- _Requests_
a – According to the loan disclosure, what was the interest rate on Pro-Bel's commercial mortgage term loan at December 31, 1999?
b – Please reproduce the part of the loan disclosure that opens with the words containing "The entire facility" and closes with "any fiscal year.".
c – Write the next part of the loan disclosure, picking up after its final sentence.

━━ Document text ━━

The term loan required no principal payments through September 30, 1999, $25,000 per month for the period October 1, 1999 through September 30, 2000, $75,000 per month for the period October 1, 2000 through September 30, 2001 and $133,333 per month from October 1, 2001 through March 31, 2002. Interest is payable monthly at LIBOR plus 2.125% (8.23% at December 31, 1999), or at a rate based on Prime. The Company must pay a monthly commitment fee equal to one half of 1% per annum on the daily unused portion of the facility.
The entire facility is secured by Chyron's accounts receivable and inventory and the Common Stock of Pro-Bel. The agreement contains requirements for levels of operating income and prohibits the Company from paying dividends in excess of 25% of net income in any fiscal year.
(b) Pro-Bel has a commercial mortgage term loan with a bank. The loan is secured by a building and property located in the United Kingdom. Interest is equal to LIBOR plus 2% (7.76% at December 31, 1999) . The loan is payable in quarterly installments of 22,000 BPS ($35,000, converted at the December 31, 1999 exchange rate) plus interest.
(c) Pro-Bel has an agreement with a bank for an overdraft facility that has been renewed on an annual basis and expires on December 31, 2000. This agreement, provides for an overdraft facility of 3 million BPS. Total borrowings are limited to amounts computed under a formula for eligible accounts receivable. Interest is equal to the bank's base rate plus 1.5% (7.0% at December 31, 1999) and is payable quarterly. It is currently the Company's intention to refinance this facility prior to its expiration date.

━━━
━━ Listing ━━

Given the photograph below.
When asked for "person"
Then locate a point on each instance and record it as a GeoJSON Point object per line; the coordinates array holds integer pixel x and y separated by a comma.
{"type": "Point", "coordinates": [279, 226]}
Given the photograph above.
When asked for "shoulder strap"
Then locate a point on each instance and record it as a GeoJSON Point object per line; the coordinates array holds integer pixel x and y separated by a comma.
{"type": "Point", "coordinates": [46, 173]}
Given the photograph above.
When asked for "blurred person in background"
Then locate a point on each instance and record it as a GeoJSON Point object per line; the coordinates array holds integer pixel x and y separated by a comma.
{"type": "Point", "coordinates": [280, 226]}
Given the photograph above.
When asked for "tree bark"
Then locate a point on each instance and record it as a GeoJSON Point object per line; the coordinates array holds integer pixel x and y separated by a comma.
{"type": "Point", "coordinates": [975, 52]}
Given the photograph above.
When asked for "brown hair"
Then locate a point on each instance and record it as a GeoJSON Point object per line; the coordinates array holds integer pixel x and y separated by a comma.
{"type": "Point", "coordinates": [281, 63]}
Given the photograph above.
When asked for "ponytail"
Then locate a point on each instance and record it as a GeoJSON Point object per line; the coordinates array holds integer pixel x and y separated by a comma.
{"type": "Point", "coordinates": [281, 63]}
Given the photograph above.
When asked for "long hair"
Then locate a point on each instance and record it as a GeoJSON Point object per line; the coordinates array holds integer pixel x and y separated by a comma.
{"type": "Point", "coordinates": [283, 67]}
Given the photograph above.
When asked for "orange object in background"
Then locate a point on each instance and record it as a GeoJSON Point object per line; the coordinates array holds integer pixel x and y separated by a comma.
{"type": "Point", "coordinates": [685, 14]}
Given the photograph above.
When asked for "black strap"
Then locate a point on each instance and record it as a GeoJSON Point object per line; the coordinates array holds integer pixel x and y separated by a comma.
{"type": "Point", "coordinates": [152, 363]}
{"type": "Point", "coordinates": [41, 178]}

━━━

- _Answers_
a – 7.76%, which is LIBOR plus 2%.

b –
The entire facility is secured by Chyron's accounts receivable and inventory and the Common Stock of Pro-Bel. The agreement contains requirements for levels of operating income and prohibits the Company from paying dividends in excess of 25% of net income in any fiscal year.

c –
(d) On March 31, 1997, the Company issued promissory notes to the shareholders of Axis for $667,000, with interest at 6%, in conjunction with the acquisition. As of December 31, 1999 all notes, except for $83,000, have been paid. The remaining amount relates to one shareholder of Axis that has filed suit against the Company in connection with the Axis stock purchase agreement.
Aggregate maturities of long term debt are as follows (in thousands):
2000 |
3,180 |
2001 |
967 |
2002 |
7,498 |
2003 |
142 |
2004 |
142 |
2005 and thereafter |
1,000 |
The carrying amounts of long-term debt instruments approximate their fair values.
Net interest expense was $1,591,000, $1,479,000 and $1,665,000 in 1999, 1998 and 1997, respectively.
12. SUBORDINATED CONVERTIBLE DEBENTURES
During late 1998 and 1999 the Company raised $7.7 million through the issuance of 8% subordinated convertible debentures, due December 31, 2003, to certain persons and entities, including certain directors, affiliates and shareholders of the Company. The Series A debentures, totaling $1.2 million, are convertible, at any time, at the option of the holders thereof, into Common Stock of the Company at a conversion price of $2.466 per share (which is equal to 120% of the average of the closing selling prices of the Common Stock for the 90 trading days immediately preceding the issue date of the debentures). The Series A debentures may be redeemed by the Company at any time after December 31, 1999 for a price equal to the principal and accrued but unpaid interest on the debentures at the redemption date. The net proceeds from the sale of the debentures were used for general working capital purposes.
The Series B debentures, totaling $6.5 million, are convertible, at any time, at the option of the holders thereof, into common stock of the Company at a conversion price of $1.625 per share. The Series B debentures may be redeemed by the Company, commencing one year from issue date, for a price equal to the principal and accrued but unpaid interest at the redemption date. Interest, which is payable quarterly, may be paid in the form of additional debentures until July 15, 2001. Through December 31, 1999, approximately $210,000 of interest was paid in the form of additional debentures issued by the Company. These funds are being used to build the restructured operations and to fund research and development, particularly for certain Internet initiatives.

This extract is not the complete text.